▸ Page extract:

Egyptian protesters gather on a street near the U.S . Consulate as Secretary of State Hillary Clinton attends a flag-raising ceremony at the Consulate General in the mediterranean city of Alexandria on Sunday. (BRENDAN SMIALOWSKI/AFP/GETTY IMAGES)

A U.S. secretary of state arrives in a Middle Eastern country, and she’s greeted by chants of the name of the young woman her husband had a liaison with as president. Tomatoes and shoes are thrown at her motorcade, too.

But sometimes reality beats television for drama.

Indeed, Egyptians yelled “Monica, Monica,” at Hillary Clinton on Sunday in Alexandria, where she was attending the opening of a U.S. consulate.

For a minute, you have to reach back into the memory bank to remember Monica Lewinsky and Bill Clinton’s impeachment. The Clintons have come such a long in way in re-inventing themselves and rescuing their legacies from the scandal-ridden 1990s.

In Egypt, Clinton reaffirmed Washington's "strong" support for Egyptian democracy, and met with newly-elected President Mohamed Morsi. The Egyptian protests came amid suspicions that Washington meddled in the election, even if Morsi, a candidate from the Muslim Brotherhood, wouldn’t have been America’s first choice.

Segmentation annotation records

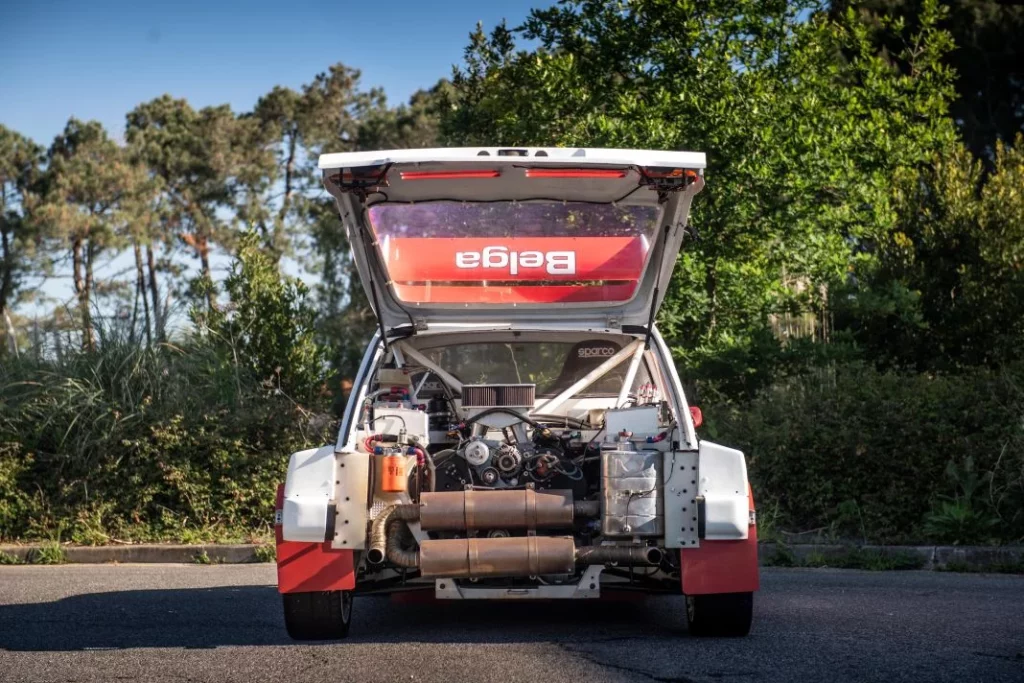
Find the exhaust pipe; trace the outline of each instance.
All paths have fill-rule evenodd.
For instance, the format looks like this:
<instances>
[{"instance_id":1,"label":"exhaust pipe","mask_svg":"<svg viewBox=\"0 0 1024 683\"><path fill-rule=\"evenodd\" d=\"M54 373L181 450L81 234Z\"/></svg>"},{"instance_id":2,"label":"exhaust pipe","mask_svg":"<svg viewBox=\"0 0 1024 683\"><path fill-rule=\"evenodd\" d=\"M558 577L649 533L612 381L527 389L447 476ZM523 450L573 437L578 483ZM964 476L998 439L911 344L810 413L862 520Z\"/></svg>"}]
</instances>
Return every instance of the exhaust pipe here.
<instances>
[{"instance_id":1,"label":"exhaust pipe","mask_svg":"<svg viewBox=\"0 0 1024 683\"><path fill-rule=\"evenodd\" d=\"M598 501L572 501L571 490L464 490L424 493L420 524L429 531L480 528L571 528L580 517L596 517Z\"/></svg>"},{"instance_id":2,"label":"exhaust pipe","mask_svg":"<svg viewBox=\"0 0 1024 683\"><path fill-rule=\"evenodd\" d=\"M572 539L544 536L452 539L421 543L419 562L424 579L538 577L572 573L575 564L657 566L662 551L649 546L577 548Z\"/></svg>"},{"instance_id":3,"label":"exhaust pipe","mask_svg":"<svg viewBox=\"0 0 1024 683\"><path fill-rule=\"evenodd\" d=\"M475 495L474 495L475 494ZM570 492L531 489L423 494L422 505L397 504L374 519L367 561L385 559L419 568L424 578L475 579L572 573L575 564L657 566L662 551L650 546L582 546L571 538L515 537L423 541L419 551L403 550L398 531L420 520L425 530L536 528L571 525L574 517L597 516L597 501L572 502Z\"/></svg>"},{"instance_id":4,"label":"exhaust pipe","mask_svg":"<svg viewBox=\"0 0 1024 683\"><path fill-rule=\"evenodd\" d=\"M572 539L547 536L424 541L420 575L482 579L572 573L574 551Z\"/></svg>"},{"instance_id":5,"label":"exhaust pipe","mask_svg":"<svg viewBox=\"0 0 1024 683\"><path fill-rule=\"evenodd\" d=\"M419 505L396 504L381 510L381 513L374 517L374 523L370 527L370 549L367 550L367 561L371 564L381 564L385 557L390 559L388 550L395 550L397 551L395 557L401 561L392 559L392 562L403 567L417 566L418 562L415 558L413 558L412 564L409 563L411 561L410 557L408 557L409 553L402 551L398 546L398 535L396 531L398 522L415 521L419 518ZM392 525L391 522L395 523ZM393 526L394 528L388 528L389 526ZM401 553L404 553L404 555ZM415 553L413 554L415 555Z\"/></svg>"},{"instance_id":6,"label":"exhaust pipe","mask_svg":"<svg viewBox=\"0 0 1024 683\"><path fill-rule=\"evenodd\" d=\"M577 548L577 564L629 564L657 566L662 549L653 546L581 546Z\"/></svg>"}]
</instances>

▸ Aim of the task: In the article on Hillary Clinton's visit to Egypt, what event was she attending in Alexandria when protesters chanted at her?

▸ Correct answer: The opening of a U.S. consulate.